[THE DATA]
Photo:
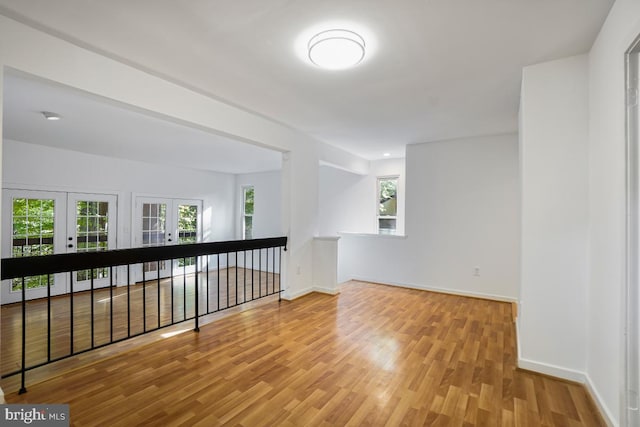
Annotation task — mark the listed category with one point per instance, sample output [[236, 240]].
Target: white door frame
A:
[[631, 296], [171, 229], [71, 240]]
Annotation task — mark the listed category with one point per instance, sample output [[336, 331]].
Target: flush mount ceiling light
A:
[[336, 49], [51, 116]]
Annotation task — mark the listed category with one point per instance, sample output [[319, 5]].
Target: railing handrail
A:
[[61, 263]]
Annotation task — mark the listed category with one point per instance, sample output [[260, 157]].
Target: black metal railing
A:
[[199, 279]]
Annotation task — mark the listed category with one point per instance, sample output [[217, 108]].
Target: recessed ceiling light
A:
[[336, 49], [51, 116]]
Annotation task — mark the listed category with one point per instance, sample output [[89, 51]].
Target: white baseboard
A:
[[602, 407], [552, 370], [458, 292], [290, 296]]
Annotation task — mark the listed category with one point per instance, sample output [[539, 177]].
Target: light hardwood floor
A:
[[373, 355], [226, 289]]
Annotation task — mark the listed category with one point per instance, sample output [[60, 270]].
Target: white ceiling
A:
[[98, 126], [437, 69]]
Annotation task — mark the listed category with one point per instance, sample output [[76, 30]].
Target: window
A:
[[247, 212], [387, 204]]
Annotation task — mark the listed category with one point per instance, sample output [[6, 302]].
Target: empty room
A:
[[266, 213]]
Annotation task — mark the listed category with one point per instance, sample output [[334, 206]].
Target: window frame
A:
[[393, 217], [244, 214]]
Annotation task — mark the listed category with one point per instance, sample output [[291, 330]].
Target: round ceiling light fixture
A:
[[336, 49], [51, 116]]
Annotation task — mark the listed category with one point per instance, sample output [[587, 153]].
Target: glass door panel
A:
[[91, 226], [166, 222], [187, 229], [152, 219]]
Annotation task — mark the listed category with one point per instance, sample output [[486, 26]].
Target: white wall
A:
[[45, 56], [267, 209], [29, 166], [605, 368], [462, 199], [348, 201], [553, 146]]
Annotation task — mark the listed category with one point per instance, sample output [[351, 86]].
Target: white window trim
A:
[[378, 216], [244, 215]]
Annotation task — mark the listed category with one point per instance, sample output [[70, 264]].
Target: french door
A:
[[48, 222], [91, 220], [160, 222]]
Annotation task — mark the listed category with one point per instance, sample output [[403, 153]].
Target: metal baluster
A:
[[71, 311], [259, 273], [144, 299], [206, 272], [129, 299], [48, 318], [266, 273], [159, 293], [23, 389], [197, 300], [172, 308], [280, 274], [92, 314], [111, 303], [237, 279]]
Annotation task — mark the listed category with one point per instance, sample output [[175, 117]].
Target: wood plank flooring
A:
[[373, 355], [150, 308]]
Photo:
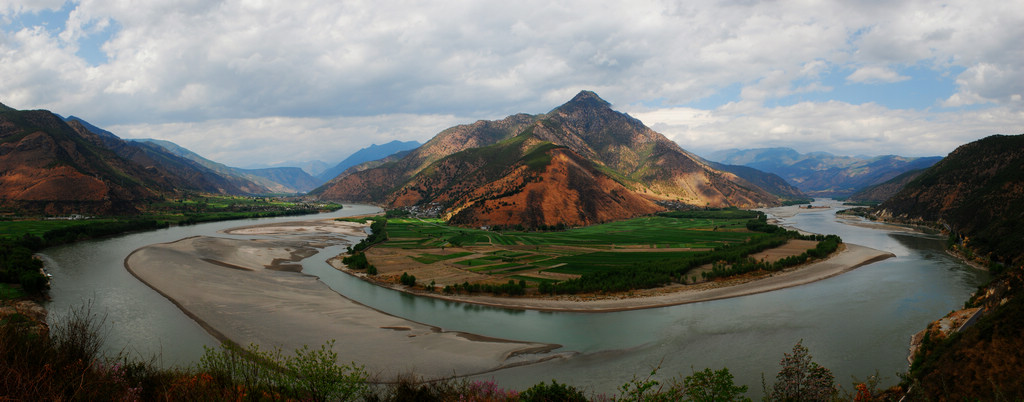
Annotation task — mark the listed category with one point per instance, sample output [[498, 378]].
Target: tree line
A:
[[727, 260]]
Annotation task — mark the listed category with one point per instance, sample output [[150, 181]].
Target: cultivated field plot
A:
[[417, 247]]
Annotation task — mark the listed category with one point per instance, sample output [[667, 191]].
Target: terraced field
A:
[[430, 250]]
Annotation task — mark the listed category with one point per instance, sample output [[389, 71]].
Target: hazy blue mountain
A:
[[296, 179], [273, 179], [372, 152], [768, 181], [181, 173], [313, 168], [823, 174]]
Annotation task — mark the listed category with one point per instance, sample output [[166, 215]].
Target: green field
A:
[[580, 251]]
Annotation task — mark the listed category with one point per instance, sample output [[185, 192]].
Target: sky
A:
[[255, 82]]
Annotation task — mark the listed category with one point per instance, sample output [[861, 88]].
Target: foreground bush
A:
[[66, 364]]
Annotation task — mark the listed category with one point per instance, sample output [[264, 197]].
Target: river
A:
[[857, 323]]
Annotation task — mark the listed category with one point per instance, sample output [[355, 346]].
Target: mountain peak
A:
[[586, 99]]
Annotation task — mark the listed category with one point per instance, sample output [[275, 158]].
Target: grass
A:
[[582, 251], [8, 292], [427, 258]]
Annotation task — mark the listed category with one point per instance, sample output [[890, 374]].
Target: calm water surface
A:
[[855, 323]]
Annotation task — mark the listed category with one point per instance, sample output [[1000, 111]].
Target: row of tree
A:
[[722, 269], [729, 260], [17, 264], [511, 288]]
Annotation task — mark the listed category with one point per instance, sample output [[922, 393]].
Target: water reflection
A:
[[854, 323]]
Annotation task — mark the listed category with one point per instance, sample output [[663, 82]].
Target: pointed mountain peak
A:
[[586, 99]]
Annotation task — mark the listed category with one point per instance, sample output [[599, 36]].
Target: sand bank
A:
[[850, 257], [237, 289]]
[/THE DATA]
**YOUR OBJECTIVE:**
The expected answer is the data retyped exactly, without pictures.

**OUTPUT OF THE TASK:**
Photo:
Annotation task — mark the listed category with one point per instance, sample output [[236, 240]].
Target: white door frame
A:
[[631, 296], [171, 229], [71, 240]]
Annotation task — mark the listed category with one point per instance, sample output [[336, 331]].
Target: flush mount ceiling light
A:
[[336, 49], [51, 116]]
Annotation task — mark the listed category with one point per instance, sample output [[319, 5]].
Target: railing handrail
A:
[[61, 263]]
Annotation task — mark the listed category with one point per instance, sample output [[260, 157]].
Target: black metal railing
A:
[[199, 279]]
Annotation task — mark the listed category with one point per instance, sample output [[217, 108]].
Target: recessed ceiling light
A:
[[336, 49], [51, 116]]
Annotation task — mark the listed category with one point per instance, sample output [[89, 51]].
Target: white baseboard
A:
[[602, 407], [552, 370], [458, 292], [290, 296]]
Annotation task — mark the listed category with one point per instance, sample output [[539, 177]].
Target: light hardwood floor
A:
[[373, 355], [226, 289]]
Annotation task — mark the listed category with one point per instance, sample output [[60, 270]].
Target: white ceiling
A:
[[98, 126], [437, 69]]
Annotation task — mark the listed category with one point per instance, sample output [[76, 30]].
Target: window
A:
[[247, 212], [387, 204]]
Annotation task — mark the listed category with one point per instance, sample output [[6, 302]].
Target: empty room
A:
[[266, 213]]
Annotation task — mark the listed category with one point per instance, sample output [[334, 206]].
Target: window frame
A:
[[393, 217], [244, 214]]
Annotation task — mark the listed category with one point per instance, sample output [[291, 330]].
Target: round ceiling light fixture
A:
[[336, 49], [51, 116]]
Annotation task — mark the listed category with one point per instance, sample output [[587, 153]].
Target: glass door panel
A:
[[91, 226], [166, 222], [187, 229], [152, 219]]
Annotation task — mark the listed category with one point per instance, sample output [[486, 26]].
Target: white wall
A:
[[45, 56], [267, 209], [29, 166], [605, 368], [462, 199], [348, 201], [553, 146]]
Annotation task — mark the listed category with one point per instance, sample output [[351, 86]].
Target: white window trim
A:
[[378, 216], [244, 215]]
Annotation task — mark the listed category with one point per instance, sample output [[70, 264]].
Target: french door
A:
[[48, 222], [91, 220], [160, 222]]
Annotation task — mark the listed category with one point per instance, sample output [[403, 153]].
Target: metal baluster
A:
[[71, 311], [259, 273], [144, 299], [206, 272], [129, 299], [48, 318], [266, 273], [159, 293], [23, 389], [197, 300], [172, 308], [280, 274], [92, 314], [111, 303], [237, 279]]
Annotation task — mark the listed category with one point per instance, sample output [[175, 117]].
Target: wood plank flooring
A:
[[373, 355], [150, 308]]
Photo:
Annotation task — mark the listed category with one point per instance, sample output [[498, 378]].
Target: tree line
A:
[[727, 260]]
Annotation task — mark the listed category with one point per instance, sample output [[150, 181]].
Target: cultivated field plot
A:
[[417, 247]]
Annotation task — mark the listed category with one point per instance, sample output [[667, 191]].
Target: terraced field
A:
[[430, 250]]
Annotation task — mark the listed category with one point per instance, sample output [[389, 71]].
Target: hazy blue mountain
A:
[[296, 179], [273, 179], [372, 152], [768, 181], [181, 173], [313, 168], [823, 174]]
Annotation task — mark the listed category with one point per instance, sample output [[166, 215]].
Target: green field
A:
[[580, 251]]
Annotation task — mark the listed category with one point per instance, sample output [[185, 192]].
Target: sky
A:
[[255, 82]]
Annotation task — mark the listed category with one point per instance, sample output [[861, 88]].
Target: foreground bush
A:
[[66, 364]]
Annotation task — mark the listed category with one point per instance, sample output [[264, 197]].
Target: river
A:
[[857, 323]]
Annotation task — mark the listed category with one point per instance, sample output [[355, 346]].
Target: mountain peak
A:
[[586, 99]]
Annotation task — mark the listed category with one point per instance, sample output [[275, 158]].
Target: grass
A:
[[582, 251], [8, 292], [427, 258]]
Annotation task — mark the listed category with one point per instance, sample output [[890, 374]].
Target: calm water surface
A:
[[855, 323]]
Annotation task — mark the listed category with one point per instance, sample output [[1000, 111]].
Target: row of tree
A:
[[722, 269], [729, 260], [17, 264], [511, 288]]
Annotation task — mark the listed category with one point per instance, sample output [[922, 393]].
Target: water reflection
A:
[[854, 323]]
Annotation task — mark the listed category with one point per instance, sample output [[663, 82]].
Target: pointed mountain peak
A:
[[586, 99]]
Annotation task — mark the listed category with one point per instance, sample output [[599, 36]].
Target: sand bank
A:
[[850, 257], [237, 289]]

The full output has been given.